> [Source extract]:
start
State v. Gibson, Unpublished Decision (8-8-2006)

OPINION {¶ 1} Appellant George J. Gibson appeals his felony sentence in the Ashland County Court of Common Pleas. The relevant facts leading to this appeal are as follows.

{¶ 2} On May 12, 2005, appellant pled guilty to theft from a disabled adult, R.C. 2913.02(A)(3), a felony of the fifth degree. On June 27, 2005, the court conducted a sentencing hearing. Appellant was sentenced to community control; the court also reserved a prison term of eight months should appellant violate the terms of his community control. A judgment entry of sentence was filed on June 30, 2005.

{¶ 3} On July 27, 2005, appellant filed a notice of appeal. He herein raises the following sole Assignment of Error:

{¶ 4} "I. THE RESERVATION OF A PRISON SENTENCE LONGER THAN THE MINIMUM SENTENCE FOR A POSSIBLE FUTURE VIOLATION OF COMMUNITY CONTROL SANCTIONS IS UNCONSTITUTIONAL IN THIS CASE.

I. {¶ 5} In his sole Assignment of Error, appellant challenges his "more than minimum" felony sentence under Blakely v.Washington (2004), 542 U.S. 296, 124 S.Ct. 2531,159 L.Ed.2d 403.

{¶ 6} In State v. Foster, 109 Ohio St.3d 1, 2006-Ohio-856, the Ohio Supreme Court found certain provisions of Ohio's sentencing statute unconstitutional, in light of Blakely, supra, because said provisions required judicial factfinding to exceed the sentence allowed simply as a result of a conviction or plea. These included the provision for a more than minimum sentence on offenders who have not previously served prison time, i.e., R.C. 2929.14(B).
end
> [What to do]:
a. Please rewrite the passage of the Gibson opinion that begins at the words "State v. Gibson, Unpublished" and ends after "June 30, 2005.", substituting "probation" for "community control".
b. Carry on the Gibson opinion from its last sentence.

> [Data rows]:
start
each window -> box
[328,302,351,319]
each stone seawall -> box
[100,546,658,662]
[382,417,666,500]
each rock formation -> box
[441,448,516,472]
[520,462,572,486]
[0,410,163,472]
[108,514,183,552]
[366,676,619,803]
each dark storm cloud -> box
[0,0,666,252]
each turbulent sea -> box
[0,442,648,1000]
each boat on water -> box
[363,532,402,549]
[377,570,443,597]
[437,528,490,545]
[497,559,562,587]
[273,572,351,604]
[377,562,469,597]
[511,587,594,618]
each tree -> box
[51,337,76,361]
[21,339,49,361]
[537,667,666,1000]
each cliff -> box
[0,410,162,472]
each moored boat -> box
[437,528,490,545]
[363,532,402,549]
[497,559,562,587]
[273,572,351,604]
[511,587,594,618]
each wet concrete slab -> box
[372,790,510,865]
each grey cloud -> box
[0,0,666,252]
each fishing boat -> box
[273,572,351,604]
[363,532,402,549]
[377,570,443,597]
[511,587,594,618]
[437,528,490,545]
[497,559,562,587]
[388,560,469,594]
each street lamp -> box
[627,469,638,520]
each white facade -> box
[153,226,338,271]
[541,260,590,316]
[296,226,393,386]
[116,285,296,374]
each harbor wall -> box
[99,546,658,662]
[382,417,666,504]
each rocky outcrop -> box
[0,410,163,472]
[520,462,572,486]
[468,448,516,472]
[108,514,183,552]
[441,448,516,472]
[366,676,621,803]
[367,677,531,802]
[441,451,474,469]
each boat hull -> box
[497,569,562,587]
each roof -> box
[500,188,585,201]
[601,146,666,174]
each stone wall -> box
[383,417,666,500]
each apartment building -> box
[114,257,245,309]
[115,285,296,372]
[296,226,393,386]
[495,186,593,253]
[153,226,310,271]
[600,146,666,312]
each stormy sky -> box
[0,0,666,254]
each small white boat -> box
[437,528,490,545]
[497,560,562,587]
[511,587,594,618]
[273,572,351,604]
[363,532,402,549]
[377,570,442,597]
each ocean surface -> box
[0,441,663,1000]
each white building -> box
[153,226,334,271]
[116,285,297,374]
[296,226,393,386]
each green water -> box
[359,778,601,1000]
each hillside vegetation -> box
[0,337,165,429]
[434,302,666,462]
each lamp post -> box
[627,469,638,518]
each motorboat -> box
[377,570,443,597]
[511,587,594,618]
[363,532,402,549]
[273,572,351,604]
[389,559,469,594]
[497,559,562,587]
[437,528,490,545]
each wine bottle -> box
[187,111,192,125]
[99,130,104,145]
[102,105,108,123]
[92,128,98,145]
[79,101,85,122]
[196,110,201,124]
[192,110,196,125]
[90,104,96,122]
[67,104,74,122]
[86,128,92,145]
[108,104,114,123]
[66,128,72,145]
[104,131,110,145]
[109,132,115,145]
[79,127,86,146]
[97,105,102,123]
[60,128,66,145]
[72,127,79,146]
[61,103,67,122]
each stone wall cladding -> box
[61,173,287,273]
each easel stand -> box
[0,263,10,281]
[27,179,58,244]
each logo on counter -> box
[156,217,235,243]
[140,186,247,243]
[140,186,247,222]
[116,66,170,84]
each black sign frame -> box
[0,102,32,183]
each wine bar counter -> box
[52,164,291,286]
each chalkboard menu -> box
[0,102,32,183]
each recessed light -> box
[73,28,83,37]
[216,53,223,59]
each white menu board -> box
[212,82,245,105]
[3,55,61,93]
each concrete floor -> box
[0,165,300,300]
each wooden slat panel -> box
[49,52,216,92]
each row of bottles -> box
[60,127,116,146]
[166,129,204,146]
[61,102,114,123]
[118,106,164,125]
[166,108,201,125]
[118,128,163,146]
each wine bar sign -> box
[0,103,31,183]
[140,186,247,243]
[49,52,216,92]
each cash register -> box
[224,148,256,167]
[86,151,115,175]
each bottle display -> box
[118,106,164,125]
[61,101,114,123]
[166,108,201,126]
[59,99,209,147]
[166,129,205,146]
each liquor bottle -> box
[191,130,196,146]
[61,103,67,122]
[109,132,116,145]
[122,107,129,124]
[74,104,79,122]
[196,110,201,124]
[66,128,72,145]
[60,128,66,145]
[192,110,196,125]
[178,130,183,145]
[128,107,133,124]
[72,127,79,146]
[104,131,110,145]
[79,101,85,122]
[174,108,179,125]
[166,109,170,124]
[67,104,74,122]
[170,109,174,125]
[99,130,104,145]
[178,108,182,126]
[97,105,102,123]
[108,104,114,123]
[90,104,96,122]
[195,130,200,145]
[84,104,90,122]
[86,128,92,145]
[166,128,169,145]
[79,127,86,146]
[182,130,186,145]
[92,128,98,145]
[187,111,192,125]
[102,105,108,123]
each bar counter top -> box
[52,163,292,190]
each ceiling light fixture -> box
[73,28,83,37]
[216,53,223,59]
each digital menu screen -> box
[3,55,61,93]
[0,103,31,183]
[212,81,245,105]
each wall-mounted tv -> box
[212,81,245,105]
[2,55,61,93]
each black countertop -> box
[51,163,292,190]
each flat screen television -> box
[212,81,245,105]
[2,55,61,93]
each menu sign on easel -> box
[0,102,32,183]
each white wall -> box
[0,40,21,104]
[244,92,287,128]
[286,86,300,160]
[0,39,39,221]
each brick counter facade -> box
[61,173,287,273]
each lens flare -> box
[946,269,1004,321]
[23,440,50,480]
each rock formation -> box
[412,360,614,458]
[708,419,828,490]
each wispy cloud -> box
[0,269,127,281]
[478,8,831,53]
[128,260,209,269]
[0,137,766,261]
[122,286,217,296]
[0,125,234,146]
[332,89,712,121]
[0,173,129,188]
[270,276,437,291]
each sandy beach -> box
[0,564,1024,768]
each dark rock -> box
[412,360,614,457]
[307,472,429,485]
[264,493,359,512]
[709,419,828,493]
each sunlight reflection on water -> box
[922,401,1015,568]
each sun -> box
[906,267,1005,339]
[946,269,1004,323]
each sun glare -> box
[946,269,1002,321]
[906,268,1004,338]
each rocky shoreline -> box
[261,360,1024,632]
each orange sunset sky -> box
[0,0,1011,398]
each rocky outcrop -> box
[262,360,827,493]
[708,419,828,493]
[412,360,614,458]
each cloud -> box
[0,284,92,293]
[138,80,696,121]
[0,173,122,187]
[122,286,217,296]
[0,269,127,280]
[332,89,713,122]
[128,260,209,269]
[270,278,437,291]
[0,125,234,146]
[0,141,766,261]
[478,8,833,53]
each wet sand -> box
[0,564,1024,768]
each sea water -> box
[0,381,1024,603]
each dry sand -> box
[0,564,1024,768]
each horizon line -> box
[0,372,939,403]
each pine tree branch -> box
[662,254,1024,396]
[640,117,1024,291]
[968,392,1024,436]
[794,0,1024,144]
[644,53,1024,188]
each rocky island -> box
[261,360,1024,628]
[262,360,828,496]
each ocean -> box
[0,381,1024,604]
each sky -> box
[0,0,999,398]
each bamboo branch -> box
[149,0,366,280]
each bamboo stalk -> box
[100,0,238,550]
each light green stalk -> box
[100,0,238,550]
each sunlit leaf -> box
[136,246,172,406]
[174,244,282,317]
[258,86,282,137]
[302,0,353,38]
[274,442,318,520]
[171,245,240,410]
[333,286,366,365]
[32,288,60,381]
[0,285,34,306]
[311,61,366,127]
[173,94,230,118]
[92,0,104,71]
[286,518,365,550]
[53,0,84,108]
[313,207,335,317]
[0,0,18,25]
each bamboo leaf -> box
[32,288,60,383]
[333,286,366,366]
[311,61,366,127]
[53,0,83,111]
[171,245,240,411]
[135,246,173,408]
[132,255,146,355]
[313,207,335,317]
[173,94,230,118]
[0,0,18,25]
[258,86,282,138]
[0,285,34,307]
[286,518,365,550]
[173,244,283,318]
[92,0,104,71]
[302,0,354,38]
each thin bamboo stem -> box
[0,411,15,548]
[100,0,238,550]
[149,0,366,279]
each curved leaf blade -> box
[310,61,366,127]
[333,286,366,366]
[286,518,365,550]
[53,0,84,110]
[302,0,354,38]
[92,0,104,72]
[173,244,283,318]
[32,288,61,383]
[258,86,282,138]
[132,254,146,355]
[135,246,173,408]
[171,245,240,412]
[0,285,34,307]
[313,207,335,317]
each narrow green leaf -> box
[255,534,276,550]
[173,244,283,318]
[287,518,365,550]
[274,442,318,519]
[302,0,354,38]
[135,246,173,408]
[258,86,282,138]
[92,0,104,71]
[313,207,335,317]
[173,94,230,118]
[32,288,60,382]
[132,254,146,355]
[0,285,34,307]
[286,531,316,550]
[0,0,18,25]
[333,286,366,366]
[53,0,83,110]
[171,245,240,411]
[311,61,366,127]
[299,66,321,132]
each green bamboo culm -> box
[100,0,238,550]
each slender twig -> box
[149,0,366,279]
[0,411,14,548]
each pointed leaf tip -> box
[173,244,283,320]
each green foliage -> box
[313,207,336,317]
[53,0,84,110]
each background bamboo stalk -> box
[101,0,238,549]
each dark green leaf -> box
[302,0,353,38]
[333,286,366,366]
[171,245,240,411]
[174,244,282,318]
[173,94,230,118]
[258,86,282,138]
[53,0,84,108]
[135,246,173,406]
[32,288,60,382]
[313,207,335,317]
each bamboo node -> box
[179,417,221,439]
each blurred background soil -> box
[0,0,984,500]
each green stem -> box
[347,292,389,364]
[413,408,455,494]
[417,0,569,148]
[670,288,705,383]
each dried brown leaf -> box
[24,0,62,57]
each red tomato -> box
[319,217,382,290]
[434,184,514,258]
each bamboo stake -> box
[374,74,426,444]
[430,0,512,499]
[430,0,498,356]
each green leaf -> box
end
> [Per-task outputs]:
a.
State v. Gibson, Unpublished Decision (8-8-2006)

OPINION {¶ 1} Appellant George J. Gibson appeals his felony sentence in the Ashland County Court of Common Pleas. The relevant facts leading to this appeal are as follows.

{¶ 2} On May 12, 2005, appellant pled guilty to theft from a disabled adult, R.C. 2913.02(A)(3), a felony of the fifth degree. On June 27, 2005, the court conducted a sentencing hearing. Appellant was sentenced to probation; the court also reserved a prison term of eight months should appellant violate the terms of his probation. A judgment entry of sentence was filed on June 30, 2005.

b.
{¶ 7} To remedy Ohio's felony sentencing statutes, the Ohio Supreme Court severed the Blakely-offending portions that either create presumptive minimum or concurrent terms or require judicial factfinding to overcome the presumption. Foster at ¶ 97. The Court concluded "* * * that trial courts have full discretion to impose a prison sentence within the statutory range and are no longer required to make findings or give their reasons for imposing maximum, consecutive, or more than the minimum sentences." Id. at ¶ 100.

{¶ 8} We thus find appellant's sentencing is based upon at least one unconstitutional statutory provision now deemed void. We note the State has argued in its response brief that the issue before us is not ripe for appeal, as appellant's prison term was deferred by the trial court and appellant had not violated community control as of the time of the filing of the briefs.

{¶ 9} A trial court sentencing an offender to a community control sanction must, at the time of the sentencing, notify the offender of the specific prison term that may be imposed for a violation of the conditions of the sanction, as a prerequisite to imposing a prison term on the offender for a subsequent violation. State v. Brooks, 103 Ohio St.3d 134, 814 N.E.2d 837,2004-Ohio-4746, paragraph two of the syllabus. Furthermore, one of the main issues in Foster was whether State v. Comer,99 Ohio St.3d 463, 793 N.E.2d 473, 2003-Ohio-4165, should remain good law. Comer, which the Ohio Supreme Court did ultimately abrogate in Foster, had required a trial court to provide statutory "findings and reasons" during the sentencing hearing itself. See, e.g., State v. Smith, Franklin App. No. 04AP-859,2005-Ohio-2560, ¶ 45, citing Comer at ¶ 20. Hence, we conclude a Foster challenge is timely in the present appeal, as appellant is challenging the validity of his actual sentencing hearing, despite the deferred and conditional prison term.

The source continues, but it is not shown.